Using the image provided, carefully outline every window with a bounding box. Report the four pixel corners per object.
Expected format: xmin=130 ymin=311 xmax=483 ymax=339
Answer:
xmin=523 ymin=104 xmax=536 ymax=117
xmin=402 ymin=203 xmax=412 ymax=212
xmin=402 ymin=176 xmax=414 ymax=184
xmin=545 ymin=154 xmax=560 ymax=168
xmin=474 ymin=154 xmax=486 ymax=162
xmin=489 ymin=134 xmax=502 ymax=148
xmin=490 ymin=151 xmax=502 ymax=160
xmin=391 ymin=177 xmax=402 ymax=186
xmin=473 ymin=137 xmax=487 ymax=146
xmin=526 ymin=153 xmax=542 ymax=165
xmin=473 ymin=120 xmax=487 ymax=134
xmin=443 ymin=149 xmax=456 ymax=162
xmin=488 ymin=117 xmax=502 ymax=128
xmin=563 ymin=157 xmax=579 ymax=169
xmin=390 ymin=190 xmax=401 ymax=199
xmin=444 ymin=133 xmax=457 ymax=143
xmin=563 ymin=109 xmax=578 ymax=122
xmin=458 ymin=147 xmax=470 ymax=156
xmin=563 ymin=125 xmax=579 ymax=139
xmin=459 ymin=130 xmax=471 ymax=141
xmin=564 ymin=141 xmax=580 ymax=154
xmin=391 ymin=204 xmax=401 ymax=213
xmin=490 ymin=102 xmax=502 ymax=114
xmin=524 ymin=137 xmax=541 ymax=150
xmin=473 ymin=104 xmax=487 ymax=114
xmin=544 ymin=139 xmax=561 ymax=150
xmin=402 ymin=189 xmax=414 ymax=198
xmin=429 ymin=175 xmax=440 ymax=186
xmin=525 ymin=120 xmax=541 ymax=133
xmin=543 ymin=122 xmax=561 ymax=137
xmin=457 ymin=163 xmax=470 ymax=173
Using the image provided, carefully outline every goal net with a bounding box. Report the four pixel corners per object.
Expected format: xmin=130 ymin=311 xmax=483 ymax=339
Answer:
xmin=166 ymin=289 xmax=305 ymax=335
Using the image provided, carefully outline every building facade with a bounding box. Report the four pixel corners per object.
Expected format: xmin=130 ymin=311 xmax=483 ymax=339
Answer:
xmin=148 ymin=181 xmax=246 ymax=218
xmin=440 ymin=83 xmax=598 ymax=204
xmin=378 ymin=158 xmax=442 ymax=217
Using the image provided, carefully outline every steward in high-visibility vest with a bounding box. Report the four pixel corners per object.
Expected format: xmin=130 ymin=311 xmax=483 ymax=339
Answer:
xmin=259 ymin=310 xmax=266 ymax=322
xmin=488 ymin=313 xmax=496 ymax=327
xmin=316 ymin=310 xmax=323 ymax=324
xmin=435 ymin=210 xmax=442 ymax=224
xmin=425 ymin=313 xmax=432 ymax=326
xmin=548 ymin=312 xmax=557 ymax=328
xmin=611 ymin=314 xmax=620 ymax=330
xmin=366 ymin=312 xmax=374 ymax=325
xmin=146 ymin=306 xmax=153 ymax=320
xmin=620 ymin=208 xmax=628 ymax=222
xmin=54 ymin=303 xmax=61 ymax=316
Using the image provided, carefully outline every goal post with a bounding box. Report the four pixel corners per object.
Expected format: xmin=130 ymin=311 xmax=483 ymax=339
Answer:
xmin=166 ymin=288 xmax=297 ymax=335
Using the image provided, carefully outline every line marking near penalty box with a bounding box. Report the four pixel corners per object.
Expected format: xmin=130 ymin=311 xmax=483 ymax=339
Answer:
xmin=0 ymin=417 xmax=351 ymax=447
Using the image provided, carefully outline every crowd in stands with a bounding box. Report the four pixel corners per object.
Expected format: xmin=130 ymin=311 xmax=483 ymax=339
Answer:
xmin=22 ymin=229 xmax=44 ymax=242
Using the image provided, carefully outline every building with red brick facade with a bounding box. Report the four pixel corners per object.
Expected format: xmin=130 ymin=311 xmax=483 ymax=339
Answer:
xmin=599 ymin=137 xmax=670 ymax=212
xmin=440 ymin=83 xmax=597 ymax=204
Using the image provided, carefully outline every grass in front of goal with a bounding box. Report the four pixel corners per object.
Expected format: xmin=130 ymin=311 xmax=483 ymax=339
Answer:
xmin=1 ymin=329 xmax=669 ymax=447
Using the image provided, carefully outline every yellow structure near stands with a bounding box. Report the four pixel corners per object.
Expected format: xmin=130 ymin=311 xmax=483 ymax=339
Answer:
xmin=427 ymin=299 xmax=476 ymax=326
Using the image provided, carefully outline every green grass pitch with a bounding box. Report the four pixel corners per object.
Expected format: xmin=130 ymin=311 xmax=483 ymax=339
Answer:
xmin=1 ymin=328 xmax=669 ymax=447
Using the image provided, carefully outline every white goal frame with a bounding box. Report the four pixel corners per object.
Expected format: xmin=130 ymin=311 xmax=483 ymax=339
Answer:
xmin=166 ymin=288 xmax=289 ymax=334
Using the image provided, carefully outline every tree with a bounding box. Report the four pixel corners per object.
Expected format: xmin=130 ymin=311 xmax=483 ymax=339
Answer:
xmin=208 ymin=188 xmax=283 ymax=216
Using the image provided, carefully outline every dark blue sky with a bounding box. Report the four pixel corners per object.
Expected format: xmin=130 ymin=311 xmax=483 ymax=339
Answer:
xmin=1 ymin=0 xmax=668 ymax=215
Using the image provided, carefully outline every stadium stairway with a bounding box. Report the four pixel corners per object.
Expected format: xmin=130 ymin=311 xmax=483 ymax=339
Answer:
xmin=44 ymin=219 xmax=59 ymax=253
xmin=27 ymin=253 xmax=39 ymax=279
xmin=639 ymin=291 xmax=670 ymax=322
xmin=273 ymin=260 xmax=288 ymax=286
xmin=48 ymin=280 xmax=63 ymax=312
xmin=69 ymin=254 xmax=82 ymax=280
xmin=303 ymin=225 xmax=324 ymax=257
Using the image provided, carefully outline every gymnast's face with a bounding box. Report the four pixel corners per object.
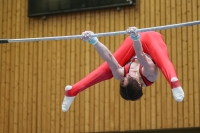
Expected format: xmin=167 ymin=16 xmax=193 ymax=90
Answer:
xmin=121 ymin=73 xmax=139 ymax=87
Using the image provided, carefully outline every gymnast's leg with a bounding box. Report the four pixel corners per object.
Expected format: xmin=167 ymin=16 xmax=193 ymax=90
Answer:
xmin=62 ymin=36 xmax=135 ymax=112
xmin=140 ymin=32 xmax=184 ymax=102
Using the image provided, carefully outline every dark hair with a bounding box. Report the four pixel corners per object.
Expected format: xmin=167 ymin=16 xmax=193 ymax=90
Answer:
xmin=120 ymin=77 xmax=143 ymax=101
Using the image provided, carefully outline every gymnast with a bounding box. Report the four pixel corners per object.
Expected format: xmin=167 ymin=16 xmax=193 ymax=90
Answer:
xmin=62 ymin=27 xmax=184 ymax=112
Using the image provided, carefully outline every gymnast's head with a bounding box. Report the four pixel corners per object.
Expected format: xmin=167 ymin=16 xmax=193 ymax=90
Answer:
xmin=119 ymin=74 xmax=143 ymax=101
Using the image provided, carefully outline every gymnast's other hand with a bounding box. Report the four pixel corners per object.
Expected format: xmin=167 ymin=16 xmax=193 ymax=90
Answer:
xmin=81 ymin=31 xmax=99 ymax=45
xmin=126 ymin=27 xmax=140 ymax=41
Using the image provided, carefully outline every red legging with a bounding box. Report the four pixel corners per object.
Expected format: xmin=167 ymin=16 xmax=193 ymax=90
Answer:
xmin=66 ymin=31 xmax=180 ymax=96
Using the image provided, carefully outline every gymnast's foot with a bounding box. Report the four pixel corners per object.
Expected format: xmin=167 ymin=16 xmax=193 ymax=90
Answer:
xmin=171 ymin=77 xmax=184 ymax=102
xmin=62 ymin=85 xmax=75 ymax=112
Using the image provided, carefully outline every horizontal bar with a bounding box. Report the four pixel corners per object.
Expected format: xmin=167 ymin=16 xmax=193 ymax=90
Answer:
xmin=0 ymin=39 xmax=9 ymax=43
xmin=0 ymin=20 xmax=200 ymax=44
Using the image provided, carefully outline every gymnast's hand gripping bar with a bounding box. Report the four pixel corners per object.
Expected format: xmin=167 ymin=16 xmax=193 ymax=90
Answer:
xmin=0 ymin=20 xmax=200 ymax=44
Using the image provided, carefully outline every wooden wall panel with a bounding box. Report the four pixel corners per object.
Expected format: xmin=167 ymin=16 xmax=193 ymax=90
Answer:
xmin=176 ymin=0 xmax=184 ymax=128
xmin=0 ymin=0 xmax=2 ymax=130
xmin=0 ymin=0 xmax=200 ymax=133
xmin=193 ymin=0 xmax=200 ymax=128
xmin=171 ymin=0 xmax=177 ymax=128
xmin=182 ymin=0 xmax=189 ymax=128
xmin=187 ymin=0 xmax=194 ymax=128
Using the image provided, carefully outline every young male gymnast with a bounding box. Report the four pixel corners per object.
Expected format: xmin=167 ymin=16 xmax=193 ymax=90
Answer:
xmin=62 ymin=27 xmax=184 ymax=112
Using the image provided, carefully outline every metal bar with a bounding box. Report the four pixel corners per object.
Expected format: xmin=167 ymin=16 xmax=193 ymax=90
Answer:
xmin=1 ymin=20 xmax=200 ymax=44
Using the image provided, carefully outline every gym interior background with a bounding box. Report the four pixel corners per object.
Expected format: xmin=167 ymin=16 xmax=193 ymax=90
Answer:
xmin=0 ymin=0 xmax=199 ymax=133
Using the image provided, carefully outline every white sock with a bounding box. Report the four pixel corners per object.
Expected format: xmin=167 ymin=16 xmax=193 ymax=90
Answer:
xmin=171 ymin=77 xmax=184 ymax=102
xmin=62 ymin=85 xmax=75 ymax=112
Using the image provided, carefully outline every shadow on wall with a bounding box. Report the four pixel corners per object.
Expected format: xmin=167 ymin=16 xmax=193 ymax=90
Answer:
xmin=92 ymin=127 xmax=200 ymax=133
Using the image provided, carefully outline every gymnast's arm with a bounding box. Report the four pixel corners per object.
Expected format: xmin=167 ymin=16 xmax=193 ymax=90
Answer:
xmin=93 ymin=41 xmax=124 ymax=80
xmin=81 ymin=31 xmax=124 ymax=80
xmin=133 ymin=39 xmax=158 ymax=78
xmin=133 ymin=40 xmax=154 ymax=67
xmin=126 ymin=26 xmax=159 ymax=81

——

_Exercise_
Search each line of the data above for "white", and copy the lines where it occurs.

_Response for this exercise_
Using the image provided, carefully outline every white goal frame with a bounding box. Report the four pixel corners per object.
Using the image provided, carefully outline every white sock with a bounding box. Report the four pixel corners per object.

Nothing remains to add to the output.